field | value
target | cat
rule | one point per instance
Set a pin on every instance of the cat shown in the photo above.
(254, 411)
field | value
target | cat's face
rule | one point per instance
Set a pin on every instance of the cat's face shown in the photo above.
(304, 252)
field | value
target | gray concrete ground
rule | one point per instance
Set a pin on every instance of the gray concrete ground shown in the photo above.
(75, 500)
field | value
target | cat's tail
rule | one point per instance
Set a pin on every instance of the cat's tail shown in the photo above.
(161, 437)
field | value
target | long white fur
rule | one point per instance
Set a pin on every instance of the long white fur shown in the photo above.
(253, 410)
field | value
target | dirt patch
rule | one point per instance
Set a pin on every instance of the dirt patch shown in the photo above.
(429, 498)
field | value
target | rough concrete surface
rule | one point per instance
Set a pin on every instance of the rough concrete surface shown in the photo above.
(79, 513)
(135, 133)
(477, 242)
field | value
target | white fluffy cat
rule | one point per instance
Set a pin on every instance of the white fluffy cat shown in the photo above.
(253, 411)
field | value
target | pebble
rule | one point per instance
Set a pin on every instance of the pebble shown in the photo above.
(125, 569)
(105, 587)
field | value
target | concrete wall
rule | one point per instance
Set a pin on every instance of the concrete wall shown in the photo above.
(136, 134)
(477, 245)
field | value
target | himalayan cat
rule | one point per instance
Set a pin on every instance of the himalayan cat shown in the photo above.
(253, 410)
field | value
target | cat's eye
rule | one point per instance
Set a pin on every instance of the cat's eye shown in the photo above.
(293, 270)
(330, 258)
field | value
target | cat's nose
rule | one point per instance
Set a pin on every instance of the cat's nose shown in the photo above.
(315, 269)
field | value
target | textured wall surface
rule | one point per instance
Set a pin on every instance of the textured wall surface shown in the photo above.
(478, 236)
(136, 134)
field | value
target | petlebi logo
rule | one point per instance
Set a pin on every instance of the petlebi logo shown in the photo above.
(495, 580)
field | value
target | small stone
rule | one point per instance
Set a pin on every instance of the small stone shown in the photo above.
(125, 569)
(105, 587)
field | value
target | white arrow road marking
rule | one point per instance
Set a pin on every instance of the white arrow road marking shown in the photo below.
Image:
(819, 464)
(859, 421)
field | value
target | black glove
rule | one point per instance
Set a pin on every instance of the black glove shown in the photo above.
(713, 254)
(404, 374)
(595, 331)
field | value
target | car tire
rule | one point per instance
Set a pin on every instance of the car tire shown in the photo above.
=-=-=-=-=
Work to be completed:
Every record should be repeated exactly; please leave none out.

Exercise response:
field | value
target | cat
rule | one point per instance
Set a pin on every instance of the cat shown in the photo above.
(254, 411)
field | value
target | cat's face
rule | one point per instance
Set a pin on every instance of the cat's face shown in the photo above.
(304, 252)
field | value
target | gray concrete ground
rule | one point per instance
Set a pin on every instance of the gray concrete ground shown in the photo above.
(75, 500)
field | value
target | cat's tail
rule | one point per instance
Set a pin on every instance of the cat's tail shown in the photo above.
(161, 437)
field | value
target | long white fur
rule | one point per instance
Set a pin on every instance of the long white fur shown in the photo above.
(253, 410)
field | value
target | dirt patch
rule | one point per instance
Set a pin on every instance of the dirt patch shown in the photo above.
(429, 498)
field | value
target | rough concrete surface
rule | one point per instance
Set a pin on every instance of the rough concrete surface shown in the photo above.
(79, 513)
(135, 133)
(477, 242)
field | value
target | white fluffy cat
rule | one point per instance
Set a pin on every instance of the white fluffy cat shown in the photo above.
(253, 411)
field | value
target | pebble
rule | one point per instance
Set a pin on every instance of the pebble shown in the photo above.
(125, 569)
(105, 587)
field | value
target | concrete wall
rule | one point per instance
Set a pin on every instance of the concrete wall shown in the photo above.
(136, 134)
(477, 245)
field | value
target | himalayan cat
rule | one point per instance
Set a pin on every instance of the himalayan cat shown in the photo above.
(253, 410)
field | value
target | cat's eye
rule | one point per instance
Set a pin on every instance of the cat's eye shown in the photo above.
(293, 270)
(330, 258)
field | value
target | cat's nose
rule | one point per instance
Set a pin on every instance of the cat's nose shown in the photo above.
(315, 269)
field | value
target | textured wall surface
rule | one point per instance
Set a pin on every instance of the textured wall surface shown in the photo above.
(478, 236)
(136, 134)
field | value
target | petlebi logo
rule | one point per instance
Set a pin on every instance of the petlebi logo shown in the photo above.
(495, 580)
field | value
target | small stone
rule | one point per instance
Set a pin on every instance of the small stone shown in the photo above.
(125, 569)
(105, 587)
field | value
target | white arrow road marking
rule | one point per instance
Set a pin on every instance of the white arrow road marking shown in the photo below.
Image:
(819, 464)
(859, 421)
field | value
target | black glove
rule | one point per instance
Set a pin on every instance of the black glove shown in the photo above.
(713, 254)
(404, 374)
(595, 331)
field | value
target | car tire
rule | one point per instance
Set a pin on every instance of the car tire shown in the photo above.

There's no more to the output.